**Extracted information:**
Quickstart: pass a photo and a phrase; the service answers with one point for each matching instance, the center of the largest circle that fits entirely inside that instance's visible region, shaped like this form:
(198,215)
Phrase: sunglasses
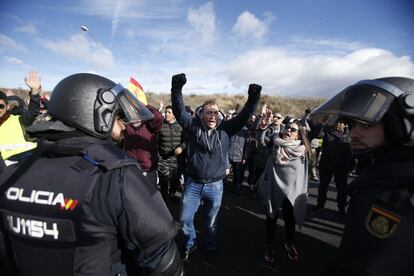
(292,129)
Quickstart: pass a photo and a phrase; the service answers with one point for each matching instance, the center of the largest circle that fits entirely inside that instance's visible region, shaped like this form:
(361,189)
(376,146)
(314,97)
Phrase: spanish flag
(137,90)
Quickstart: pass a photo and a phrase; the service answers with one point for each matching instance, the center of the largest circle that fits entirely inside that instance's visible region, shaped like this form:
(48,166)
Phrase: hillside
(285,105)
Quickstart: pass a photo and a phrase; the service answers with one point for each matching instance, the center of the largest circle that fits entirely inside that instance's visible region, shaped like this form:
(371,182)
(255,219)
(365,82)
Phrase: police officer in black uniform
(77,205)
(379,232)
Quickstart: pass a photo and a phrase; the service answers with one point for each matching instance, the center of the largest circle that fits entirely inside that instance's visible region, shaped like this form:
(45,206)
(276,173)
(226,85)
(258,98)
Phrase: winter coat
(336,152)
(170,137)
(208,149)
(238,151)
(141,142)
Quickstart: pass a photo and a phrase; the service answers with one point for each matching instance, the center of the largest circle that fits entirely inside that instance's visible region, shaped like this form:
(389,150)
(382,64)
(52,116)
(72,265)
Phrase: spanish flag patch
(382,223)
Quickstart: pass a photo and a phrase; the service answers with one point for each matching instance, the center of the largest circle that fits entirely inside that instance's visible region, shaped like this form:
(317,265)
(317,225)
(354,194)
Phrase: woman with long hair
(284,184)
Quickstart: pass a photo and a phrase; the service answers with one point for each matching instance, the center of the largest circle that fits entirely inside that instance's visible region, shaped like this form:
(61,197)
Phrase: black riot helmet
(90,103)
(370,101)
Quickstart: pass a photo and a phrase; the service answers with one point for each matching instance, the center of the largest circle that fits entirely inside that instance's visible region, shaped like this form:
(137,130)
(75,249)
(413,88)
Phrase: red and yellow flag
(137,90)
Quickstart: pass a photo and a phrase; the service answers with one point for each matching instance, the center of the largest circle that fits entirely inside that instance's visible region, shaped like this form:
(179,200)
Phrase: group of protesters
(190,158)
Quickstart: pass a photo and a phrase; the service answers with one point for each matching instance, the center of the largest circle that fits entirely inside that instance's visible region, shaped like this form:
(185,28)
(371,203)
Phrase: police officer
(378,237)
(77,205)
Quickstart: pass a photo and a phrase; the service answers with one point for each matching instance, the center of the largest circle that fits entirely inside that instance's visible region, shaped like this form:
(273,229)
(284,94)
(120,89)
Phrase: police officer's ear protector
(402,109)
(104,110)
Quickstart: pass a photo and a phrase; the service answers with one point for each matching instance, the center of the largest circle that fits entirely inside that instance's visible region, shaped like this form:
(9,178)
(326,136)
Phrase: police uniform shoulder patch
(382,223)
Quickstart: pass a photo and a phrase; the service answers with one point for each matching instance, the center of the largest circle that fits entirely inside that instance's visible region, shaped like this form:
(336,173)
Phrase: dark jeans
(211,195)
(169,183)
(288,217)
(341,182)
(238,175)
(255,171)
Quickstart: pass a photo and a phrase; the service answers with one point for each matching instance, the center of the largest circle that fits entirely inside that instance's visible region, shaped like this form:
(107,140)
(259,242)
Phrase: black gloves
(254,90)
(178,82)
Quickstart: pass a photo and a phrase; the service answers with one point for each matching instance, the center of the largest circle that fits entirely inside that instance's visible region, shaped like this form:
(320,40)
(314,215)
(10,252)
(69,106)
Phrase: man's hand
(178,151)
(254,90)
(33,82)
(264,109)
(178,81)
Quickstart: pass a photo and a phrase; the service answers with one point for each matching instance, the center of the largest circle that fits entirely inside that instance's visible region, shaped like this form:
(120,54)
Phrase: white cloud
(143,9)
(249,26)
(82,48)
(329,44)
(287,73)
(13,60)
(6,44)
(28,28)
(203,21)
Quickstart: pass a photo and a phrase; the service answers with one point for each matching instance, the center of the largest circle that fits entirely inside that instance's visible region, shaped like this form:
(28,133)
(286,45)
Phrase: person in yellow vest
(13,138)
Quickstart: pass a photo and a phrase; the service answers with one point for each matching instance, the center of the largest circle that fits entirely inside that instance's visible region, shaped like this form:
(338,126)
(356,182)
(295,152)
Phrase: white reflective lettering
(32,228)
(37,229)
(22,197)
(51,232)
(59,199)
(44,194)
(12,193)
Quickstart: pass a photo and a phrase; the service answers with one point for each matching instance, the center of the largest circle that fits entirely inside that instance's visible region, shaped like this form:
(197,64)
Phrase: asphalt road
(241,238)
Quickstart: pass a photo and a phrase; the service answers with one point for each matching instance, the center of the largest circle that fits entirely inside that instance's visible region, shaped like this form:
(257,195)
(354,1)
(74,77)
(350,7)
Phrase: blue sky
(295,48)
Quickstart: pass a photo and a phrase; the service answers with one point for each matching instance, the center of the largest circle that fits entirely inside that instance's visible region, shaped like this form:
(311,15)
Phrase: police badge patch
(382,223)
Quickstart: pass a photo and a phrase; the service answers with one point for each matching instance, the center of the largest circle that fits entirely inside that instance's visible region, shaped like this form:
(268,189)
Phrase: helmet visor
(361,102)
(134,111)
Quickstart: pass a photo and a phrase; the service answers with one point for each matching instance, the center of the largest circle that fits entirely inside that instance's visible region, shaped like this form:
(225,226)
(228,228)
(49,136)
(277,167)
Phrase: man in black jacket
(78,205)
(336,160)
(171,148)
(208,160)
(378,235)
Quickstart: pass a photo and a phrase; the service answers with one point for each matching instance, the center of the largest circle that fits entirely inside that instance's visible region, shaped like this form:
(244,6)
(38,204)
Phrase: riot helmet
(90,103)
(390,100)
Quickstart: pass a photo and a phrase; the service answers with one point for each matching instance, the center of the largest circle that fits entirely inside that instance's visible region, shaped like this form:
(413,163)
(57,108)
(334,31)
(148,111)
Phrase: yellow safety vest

**Exercise brief:** Find every line above that contains the word "white" and copy each one. Matches must have the same uppercase and lowercase letters.

**Solved exercise:**
Phrase: white cloud
Phrase: white reflective lettering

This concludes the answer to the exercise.